Task brief: Write the lines below as a JSON list of strings, one string per line, leaving out any blank lines.

## start Information shown

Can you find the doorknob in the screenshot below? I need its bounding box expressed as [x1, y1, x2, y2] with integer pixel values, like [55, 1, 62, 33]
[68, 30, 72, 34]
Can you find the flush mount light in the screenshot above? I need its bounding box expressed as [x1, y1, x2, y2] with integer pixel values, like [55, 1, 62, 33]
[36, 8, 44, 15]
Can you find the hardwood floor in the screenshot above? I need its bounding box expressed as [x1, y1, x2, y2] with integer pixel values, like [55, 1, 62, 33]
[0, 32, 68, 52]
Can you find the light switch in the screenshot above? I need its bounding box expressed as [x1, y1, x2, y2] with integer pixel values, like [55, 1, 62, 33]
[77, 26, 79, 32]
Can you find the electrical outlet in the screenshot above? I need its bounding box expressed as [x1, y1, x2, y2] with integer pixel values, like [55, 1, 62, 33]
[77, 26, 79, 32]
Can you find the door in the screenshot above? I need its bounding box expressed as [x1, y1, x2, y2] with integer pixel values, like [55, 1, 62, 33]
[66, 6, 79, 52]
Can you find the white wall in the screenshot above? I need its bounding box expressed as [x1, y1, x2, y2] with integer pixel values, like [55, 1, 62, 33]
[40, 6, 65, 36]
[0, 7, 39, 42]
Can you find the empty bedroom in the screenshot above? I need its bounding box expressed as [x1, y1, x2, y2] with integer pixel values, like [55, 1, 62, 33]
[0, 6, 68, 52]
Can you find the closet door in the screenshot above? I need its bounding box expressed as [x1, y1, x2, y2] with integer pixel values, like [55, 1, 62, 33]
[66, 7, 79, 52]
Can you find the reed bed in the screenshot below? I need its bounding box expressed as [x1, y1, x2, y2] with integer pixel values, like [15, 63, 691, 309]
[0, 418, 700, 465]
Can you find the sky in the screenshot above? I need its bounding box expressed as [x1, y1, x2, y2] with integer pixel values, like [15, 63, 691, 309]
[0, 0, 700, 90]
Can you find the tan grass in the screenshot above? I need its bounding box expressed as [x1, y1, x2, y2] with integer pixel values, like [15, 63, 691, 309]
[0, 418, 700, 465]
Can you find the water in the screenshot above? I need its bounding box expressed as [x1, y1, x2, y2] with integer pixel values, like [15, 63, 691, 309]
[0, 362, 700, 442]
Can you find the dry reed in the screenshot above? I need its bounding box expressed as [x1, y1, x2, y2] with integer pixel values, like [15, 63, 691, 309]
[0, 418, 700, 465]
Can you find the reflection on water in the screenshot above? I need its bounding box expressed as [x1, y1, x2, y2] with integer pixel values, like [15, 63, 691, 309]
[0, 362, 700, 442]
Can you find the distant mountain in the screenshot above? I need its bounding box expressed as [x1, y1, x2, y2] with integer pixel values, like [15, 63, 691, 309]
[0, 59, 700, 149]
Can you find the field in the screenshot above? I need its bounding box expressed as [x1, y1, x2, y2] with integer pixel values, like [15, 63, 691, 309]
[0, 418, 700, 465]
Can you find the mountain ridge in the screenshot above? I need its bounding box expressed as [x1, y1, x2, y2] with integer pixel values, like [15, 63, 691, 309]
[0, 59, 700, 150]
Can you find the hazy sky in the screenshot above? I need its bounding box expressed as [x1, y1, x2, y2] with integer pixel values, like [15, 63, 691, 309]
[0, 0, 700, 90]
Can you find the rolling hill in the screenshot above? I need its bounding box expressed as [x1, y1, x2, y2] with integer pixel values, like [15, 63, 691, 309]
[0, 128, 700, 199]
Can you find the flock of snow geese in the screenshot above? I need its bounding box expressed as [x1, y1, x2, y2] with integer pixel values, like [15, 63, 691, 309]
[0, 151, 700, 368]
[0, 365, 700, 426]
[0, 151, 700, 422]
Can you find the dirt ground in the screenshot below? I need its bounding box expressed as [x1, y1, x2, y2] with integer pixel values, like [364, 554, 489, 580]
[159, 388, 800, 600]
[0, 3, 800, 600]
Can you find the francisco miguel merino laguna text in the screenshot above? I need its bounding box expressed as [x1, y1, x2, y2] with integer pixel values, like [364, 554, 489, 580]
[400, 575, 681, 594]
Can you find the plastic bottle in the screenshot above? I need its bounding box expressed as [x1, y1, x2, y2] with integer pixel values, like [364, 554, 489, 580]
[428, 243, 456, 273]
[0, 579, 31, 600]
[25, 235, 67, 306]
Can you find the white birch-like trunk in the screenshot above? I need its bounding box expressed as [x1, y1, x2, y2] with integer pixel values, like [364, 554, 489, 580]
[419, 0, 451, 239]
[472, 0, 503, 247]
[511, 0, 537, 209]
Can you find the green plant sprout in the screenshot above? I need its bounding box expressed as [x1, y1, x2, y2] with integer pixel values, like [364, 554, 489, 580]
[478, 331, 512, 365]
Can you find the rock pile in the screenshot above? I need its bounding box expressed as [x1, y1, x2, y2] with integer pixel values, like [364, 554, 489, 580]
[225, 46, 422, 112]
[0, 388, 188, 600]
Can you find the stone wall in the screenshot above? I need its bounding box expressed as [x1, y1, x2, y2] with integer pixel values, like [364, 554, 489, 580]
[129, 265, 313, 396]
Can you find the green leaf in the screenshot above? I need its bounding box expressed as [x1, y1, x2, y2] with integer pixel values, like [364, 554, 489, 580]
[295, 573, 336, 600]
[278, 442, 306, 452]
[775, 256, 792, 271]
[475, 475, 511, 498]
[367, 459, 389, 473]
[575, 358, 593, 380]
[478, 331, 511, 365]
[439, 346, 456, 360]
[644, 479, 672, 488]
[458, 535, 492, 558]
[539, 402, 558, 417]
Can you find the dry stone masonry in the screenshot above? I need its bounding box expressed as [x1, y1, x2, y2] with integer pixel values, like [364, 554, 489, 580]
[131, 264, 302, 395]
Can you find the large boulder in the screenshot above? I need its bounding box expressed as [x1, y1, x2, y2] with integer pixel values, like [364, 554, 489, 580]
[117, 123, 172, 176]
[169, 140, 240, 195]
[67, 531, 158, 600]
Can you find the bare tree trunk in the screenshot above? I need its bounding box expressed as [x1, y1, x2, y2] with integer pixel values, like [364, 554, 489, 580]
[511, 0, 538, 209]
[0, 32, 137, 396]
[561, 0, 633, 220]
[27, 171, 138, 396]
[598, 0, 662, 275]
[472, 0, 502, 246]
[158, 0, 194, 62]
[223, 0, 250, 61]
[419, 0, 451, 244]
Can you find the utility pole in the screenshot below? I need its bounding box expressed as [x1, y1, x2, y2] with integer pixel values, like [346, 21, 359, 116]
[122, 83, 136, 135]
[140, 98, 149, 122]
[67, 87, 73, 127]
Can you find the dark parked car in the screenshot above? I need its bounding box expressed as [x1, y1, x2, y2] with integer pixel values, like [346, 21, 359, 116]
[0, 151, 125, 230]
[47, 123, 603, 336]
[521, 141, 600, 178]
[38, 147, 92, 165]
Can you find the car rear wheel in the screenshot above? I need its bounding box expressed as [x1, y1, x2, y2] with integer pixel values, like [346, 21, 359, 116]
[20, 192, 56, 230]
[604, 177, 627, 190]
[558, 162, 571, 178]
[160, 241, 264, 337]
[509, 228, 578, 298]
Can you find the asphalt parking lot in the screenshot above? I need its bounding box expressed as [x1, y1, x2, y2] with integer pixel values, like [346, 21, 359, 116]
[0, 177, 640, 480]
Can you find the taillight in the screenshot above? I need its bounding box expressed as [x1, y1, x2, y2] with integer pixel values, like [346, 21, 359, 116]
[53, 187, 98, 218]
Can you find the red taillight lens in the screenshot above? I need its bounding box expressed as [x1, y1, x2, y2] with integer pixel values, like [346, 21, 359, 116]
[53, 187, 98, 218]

## end Information shown

Complete response:
[
  "Can you find the doorknob in the screenshot below? I need its bounding box expressed as [x1, y1, x2, y2] with integer pixel values, like [55, 1, 62, 33]",
  "[68, 30, 72, 34]",
  "Can you find the flush mount light in the screenshot above? I need its bounding box expressed as [x1, y1, x2, y2] with integer pixel values, like [55, 1, 62, 33]",
  "[36, 8, 44, 15]",
  "Can you find the hardwood floor in the screenshot above? I need its bounding box expressed as [x1, y1, x2, y2] with integer pixel values, like [55, 1, 62, 33]",
  "[0, 32, 68, 52]",
  "Can you find the light switch in the screenshot above? I need its bounding box expressed as [x1, y1, x2, y2] with integer pixel values, like [55, 1, 62, 33]",
  "[77, 26, 79, 32]",
  "Can you find the electrical outlet in the screenshot above? I need its bounding box expressed as [x1, y1, x2, y2] with integer pixel values, like [55, 1, 62, 33]",
  "[77, 26, 79, 32]",
  "Can you find the door in the screenshot above? I need its bounding box expressed as [x1, y1, x2, y2] with integer pixel values, like [55, 1, 62, 33]",
  "[66, 6, 79, 52]",
  "Can you find the white wall in the screenshot above? I need its bounding box expressed as [x1, y1, x2, y2] with integer pixel values, like [55, 1, 62, 33]",
  "[40, 6, 65, 36]",
  "[0, 7, 39, 42]",
  "Can you find the empty bedroom in the screenshot above? I need its bounding box expressed as [x1, y1, x2, y2] with integer pixel values, like [55, 1, 62, 33]",
  "[0, 6, 68, 52]",
  "Can you find the closet door in the screenshot above? I need its bounding box expressed as [x1, y1, x2, y2] with integer pixel values, like [55, 1, 62, 33]",
  "[66, 7, 79, 52]",
  "Can you find the reed bed in the screenshot below? I need its bounding box expressed as [x1, y1, x2, y2] with integer pixel values, like [15, 63, 691, 309]",
  "[0, 418, 700, 465]",
  "Can you find the sky in the screenshot above? I need its bounding box expressed as [x1, y1, x2, y2] with integer pixel values, like [15, 63, 691, 309]",
  "[0, 0, 700, 90]",
  "Can you find the tan grass in the screenshot above? I need its bounding box expressed as [x1, y1, x2, y2] with integer pixel values, like [15, 63, 691, 309]",
  "[0, 418, 700, 465]",
  "Can you find the water in the screenshot above? I need its bounding box expressed as [x1, y1, x2, y2] with integer pixel values, like [15, 63, 691, 309]",
  "[0, 362, 700, 442]",
  "Can you find the dry reed in the screenshot above? I need its bounding box expressed as [x1, y1, x2, y2] with integer pixel values, like [15, 63, 691, 309]",
  "[0, 418, 700, 465]",
  "Can you find the reflection on water in the screenshot above? I need its bounding box expressed as [x1, y1, x2, y2] with integer pixel values, like [15, 63, 691, 309]",
  "[0, 362, 700, 442]",
  "Can you find the distant mountain in the screenshot above? I need its bounding box expressed as [x1, y1, x2, y2] with integer pixel values, like [15, 63, 691, 309]",
  "[0, 59, 700, 149]",
  "Can you find the field in the screenshot above? I need its bounding box expressed as [x1, y1, x2, y2] with integer pixel values, like [15, 63, 691, 309]",
  "[0, 418, 700, 465]",
  "Can you find the mountain ridge in the screenshot above? I need its bounding box expressed as [x1, y1, x2, y2] with integer pixel values, like [15, 63, 691, 309]",
  "[0, 59, 700, 150]",
  "Can you find the hazy sky in the screenshot above? I need its bounding box expressed as [x1, y1, x2, y2] with integer pixel values, like [15, 63, 691, 309]",
  "[0, 0, 700, 90]",
  "Can you find the rolling hill in the screenshot above? I need its bounding box expressed as [x1, y1, x2, y2] with integer pixel values, like [15, 63, 691, 309]",
  "[0, 128, 700, 199]",
  "Can you find the flock of snow geese in the screenshot above? I need its bounding box expressed as [x1, y1, x2, y2] with integer pixel values, like [15, 63, 691, 309]",
  "[0, 151, 700, 368]",
  "[0, 365, 700, 426]",
  "[0, 151, 700, 422]",
  "Can you find the dirt ground in the screenshot below? I need its bounding box expressed as [x1, y1, x2, y2] with integer pixel values, like [364, 554, 489, 580]",
  "[159, 388, 800, 600]",
  "[0, 3, 800, 600]",
  "Can you find the francisco miguel merino laguna text in the screenshot above? I need its bounding box expressed as [x1, y1, x2, y2] with integer pixel values, like [364, 554, 489, 580]",
  "[400, 575, 681, 594]",
  "Can you find the plastic bottle in the screenshot above? I need its bounding box expressed as [x1, y1, x2, y2] with integer pixel values, like [364, 554, 489, 580]",
  "[428, 243, 456, 273]",
  "[0, 579, 31, 600]",
  "[25, 235, 67, 306]",
  "Can you find the white birch-like trunk in the screenshot above? I need its bounding box expressed as [x1, y1, x2, y2] with integer pixel values, like [364, 554, 489, 580]",
  "[419, 0, 451, 239]",
  "[472, 0, 503, 247]",
  "[511, 0, 537, 209]",
  "Can you find the green plant sprout in the screenshot above? I need its bounding box expressed as [x1, y1, x2, y2] with integer pixel values, like [364, 554, 489, 580]",
  "[478, 331, 512, 365]",
  "Can you find the rock pile in the screenshot above? I need its bounding box expressed as [x1, y1, x2, y2] with integer pixel values, like [364, 554, 489, 580]",
  "[225, 46, 422, 112]",
  "[0, 388, 188, 600]",
  "Can you find the stone wall in the screenshot above? I need its bounding box expressed as [x1, y1, x2, y2] with integer pixel values, like [364, 554, 489, 580]",
  "[129, 265, 313, 396]",
  "Can you find the green leaf in the screenshot above? I need its bounding box expressed as [x1, y1, x2, y2] with integer pixel values, like [364, 554, 489, 580]",
  "[295, 573, 336, 600]",
  "[278, 442, 306, 452]",
  "[775, 256, 792, 271]",
  "[475, 475, 511, 498]",
  "[367, 459, 389, 473]",
  "[575, 358, 593, 380]",
  "[478, 331, 511, 365]",
  "[439, 346, 456, 360]",
  "[644, 479, 672, 488]",
  "[458, 535, 492, 558]",
  "[539, 402, 558, 417]",
  "Can you find the dry stone masonry in the screenshot above? I need its bounding box expressed as [x1, y1, x2, y2] with integer pixel values, like [364, 554, 489, 580]",
  "[131, 264, 302, 395]",
  "Can you find the large boulder in the screenshot above? I need its bounding box expressed as [x1, y1, x2, y2] with integer pixel values, like [364, 554, 489, 580]",
  "[117, 123, 172, 176]",
  "[169, 140, 240, 195]",
  "[67, 531, 158, 600]",
  "Can you find the bare tree trunk in the screenshot above? I need its bounding box expressed as [x1, y1, x2, y2] with integer pixel values, like [364, 554, 489, 580]",
  "[511, 0, 538, 209]",
  "[0, 32, 137, 396]",
  "[561, 0, 633, 220]",
  "[27, 171, 138, 396]",
  "[598, 0, 662, 275]",
  "[472, 0, 502, 246]",
  "[158, 0, 194, 62]",
  "[223, 0, 250, 61]",
  "[419, 0, 451, 244]",
  "Can you find the utility pole in the screenshot below? I need its bounding box expressed as [x1, y1, x2, y2] with integer pixel values, like [346, 21, 359, 116]",
  "[122, 83, 136, 135]",
  "[140, 98, 149, 122]",
  "[67, 87, 73, 127]",
  "Can you find the dark parked car in the screenshot above? I need its bounding box expressed as [x1, y1, x2, y2] with integer pixel values, like [346, 21, 359, 116]",
  "[0, 151, 125, 230]",
  "[47, 123, 603, 336]",
  "[521, 141, 600, 178]",
  "[38, 147, 92, 165]",
  "Can you find the car rear wheel in the screenshot above? I need its bounding box expressed as [x1, y1, x2, y2] with integer pixel values, like [346, 21, 359, 116]",
  "[20, 192, 56, 230]",
  "[604, 177, 627, 190]",
  "[558, 162, 571, 178]",
  "[160, 241, 264, 337]",
  "[509, 228, 578, 298]",
  "Can you find the asphalt parking lot in the screenshot above? I need its bounding box expressed as [x1, y1, x2, y2] with integer pixel values, like [346, 21, 359, 116]",
  "[0, 177, 640, 480]",
  "Can you find the taillight in the screenshot above? I need its bounding box expressed as [x1, y1, x2, y2] with integer pixel values, like [346, 21, 359, 116]",
  "[53, 187, 98, 218]",
  "Can you find the red taillight lens in the screenshot above? I need its bounding box expressed as [x1, y1, x2, y2] with integer pixel values, like [346, 21, 359, 116]",
  "[53, 187, 98, 218]"
]